### EXCERPT TO READ:
::::::::

US Holocaust Memorial Museum
 

Center for Advanced Holocaust Studies

 

CONFISCATION OF JEWISH PROPERTY IN EUROPE, 1933–1945:
NEW SOURCES AND PERSPECTIVES

One-Day Symposium March 22, 2001

Helena Rubinstein Auditorium
United States Holocaust Memorial Museum

 

Though economic discrimination and the seizure of Jewish property were integral parts of the Holocaust, until recently research on this dimension of Nazi anti-Jewish persecution has lagged behind other areas of Holocaust studies. This program is a unique opportunity to hear from eleven scholars whose research in newly released archival materials has advanced the study of the confiscation of Jewish property by the Third Reich and its European allies. The speakers examine the institutions charged with implementing confiscation policies, the manner in which Jewish assets were seized, and the perspectives of those whose property was confiscated. Also considered are the possibilities for future research as well as potential barriers to it.

This website contains brief biographies of the participants and, soon after the conclusion of the symposium, audio files of the talks.

::::::::

### STORED ROWS:
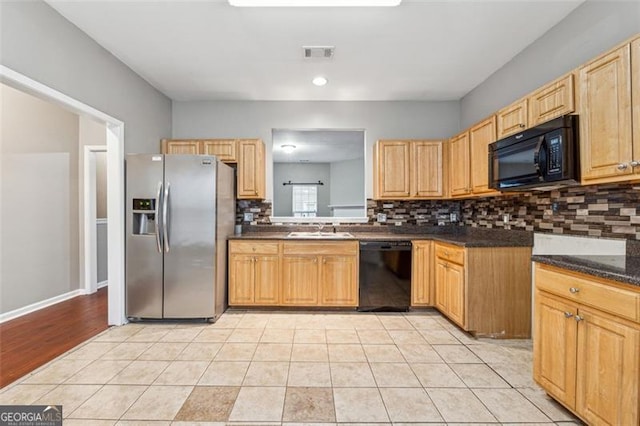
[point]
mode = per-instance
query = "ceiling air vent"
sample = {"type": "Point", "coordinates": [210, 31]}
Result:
{"type": "Point", "coordinates": [323, 52]}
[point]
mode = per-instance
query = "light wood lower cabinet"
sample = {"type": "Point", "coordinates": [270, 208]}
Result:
{"type": "Point", "coordinates": [485, 290]}
{"type": "Point", "coordinates": [254, 273]}
{"type": "Point", "coordinates": [422, 273]}
{"type": "Point", "coordinates": [293, 273]}
{"type": "Point", "coordinates": [586, 358]}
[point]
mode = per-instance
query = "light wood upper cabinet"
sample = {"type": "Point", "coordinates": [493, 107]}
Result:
{"type": "Point", "coordinates": [459, 165]}
{"type": "Point", "coordinates": [606, 146]}
{"type": "Point", "coordinates": [583, 356]}
{"type": "Point", "coordinates": [422, 273]}
{"type": "Point", "coordinates": [251, 169]}
{"type": "Point", "coordinates": [224, 149]}
{"type": "Point", "coordinates": [635, 103]}
{"type": "Point", "coordinates": [552, 100]}
{"type": "Point", "coordinates": [392, 169]}
{"type": "Point", "coordinates": [512, 119]}
{"type": "Point", "coordinates": [480, 136]}
{"type": "Point", "coordinates": [180, 146]}
{"type": "Point", "coordinates": [409, 169]}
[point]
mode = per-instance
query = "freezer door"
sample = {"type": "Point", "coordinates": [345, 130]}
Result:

::::::::

### PROBLEM REQUIREMENTS:
Reproduce the symposium announcement above word for word, from start to finish.

### THE ANSWER:
US Holocaust Memorial Museum
 

Center for Advanced Holocaust Studies

 

CONFISCATION OF JEWISH PROPERTY IN EUROPE, 1933–1945:
NEW SOURCES AND PERSPECTIVES

One-Day Symposium March 22, 2001

Helena Rubinstein Auditorium
United States Holocaust Memorial Museum

 

Though economic discrimination and the seizure of Jewish property were integral parts of the Holocaust, until recently research on this dimension of Nazi anti-Jewish persecution has lagged behind other areas of Holocaust studies. This program is a unique opportunity to hear from eleven scholars whose research in newly released archival materials has advanced the study of the confiscation of Jewish property by the Third Reich and its European allies. The speakers examine the institutions charged with implementing confiscation policies, the manner in which Jewish assets were seized, and the perspectives of those whose property was confiscated. Also considered are the possibilities for future research as well as potential barriers to it.

This website contains brief biographies of the participants and, soon after the conclusion of the symposium, audio files of the talks.